→ ЧТО НУЖНО СДЕЛАТЬ
a) Переведите на английский язык предложение «Это стихотворение написано Пушкиным в 1836 г.» из текста о поэтическом диалоге Пушкина и Филарета.
b) Продолжите текст о поэтическом диалоге Пушкина и Филарета, начав сразу после его последней строки.

→ ТЕКСТ ДЛЯ ЧТЕНИЯ
Но дай мне зреть мои, о Боже, прегрешенья,
Да брат мой от меня не примет осужденья,
И дух смирения, терпения, любви
И целомудрия мне в сердце оживи.

Это стихотворение написано Пушкиным в 1836 г. В его основу положена молитва преподобного Ефрема Сирина.

НЕОБЫЧНЫЙ ПОЭТИЧЕСКИЙ ДИАЛОГ

А. С. Пушкин написал это стихотворение в день своего
29-летия, но опубликовал лишь через год.

Дар напрасный, дар случайный,
Жизнь, зачем ты мне дана?
Иль зачем судьбою тайной
Ты на казнь осуждена?
Кто меня враждебной властью
Из ничтожества воззвал,
Душу мне наполнил страстью,
Ум сомненьем взволновал?..
Цели нет передо мною:
Сердце пусто, празден ум,
И томит меня тоскою
Однозвучный жизни шум.

Митрополит Московский и Коломенский, святитель Филарет (Дроздов, 1782–1867), хорошо знавший и высоко ценивший талант поэта, чтобы помочь ему преодолеть духовный кризис, вскоре написал свой ответ.

Не напрасно, не случайно
Жизнь от Бога мне дана,
Не без воли Бога тайной
И на казнь осуждена.

→ ПРЕДОСТАВЛЕННЫЕ МАТЕРИАЛЫ
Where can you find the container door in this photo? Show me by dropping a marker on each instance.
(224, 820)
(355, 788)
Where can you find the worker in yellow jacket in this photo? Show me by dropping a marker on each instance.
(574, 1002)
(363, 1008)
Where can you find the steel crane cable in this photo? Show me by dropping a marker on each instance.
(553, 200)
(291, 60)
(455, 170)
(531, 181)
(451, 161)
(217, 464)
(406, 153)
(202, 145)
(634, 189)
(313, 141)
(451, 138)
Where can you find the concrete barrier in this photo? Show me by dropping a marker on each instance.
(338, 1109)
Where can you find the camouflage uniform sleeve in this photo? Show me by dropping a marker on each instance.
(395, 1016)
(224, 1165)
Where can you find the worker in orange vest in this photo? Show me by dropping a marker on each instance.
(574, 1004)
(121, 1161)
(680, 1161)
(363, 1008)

→ ИТОГОВЫЕ ОТВЕТЫ
a) This poem was written by Pushkin in 1836.

b)
Сам я своенравной властью
Зло из темных бездн воззвал,
Сам наполнил душу страстью,
Ум сомненьем взволновал.
Вспомнись мне, забвенный мною!
Просияй сквозь сумрак дум —
И созиждется Тобою
Сердце чисто, светел ум.

В ответ Пушкин написал стихи, посвященные
святителю Филарету:

В часы забав иль праздной скуки,
Бывало, лире я моей
Вверял изнеженные звуки
Безумства, лени и страстей.
Но и тогда струны лукавой
Невольно звук я прерывал,
Когда твой голос величавый
Меня внезапно поражал.
Я лил потоки слез нежданных,
И ранам совести моей
Твоих речей благоуханных
Отраден чистый был елей.
И ныне с высоты духовной
Мне руку простираешь ты,
И силой кроткой и любовной
Смиряешь буйные мечты.
Твоим огнем душа палима
Отвергла мрак земных сует,
И внемлет арфе серафима
В священном ужасе поэт.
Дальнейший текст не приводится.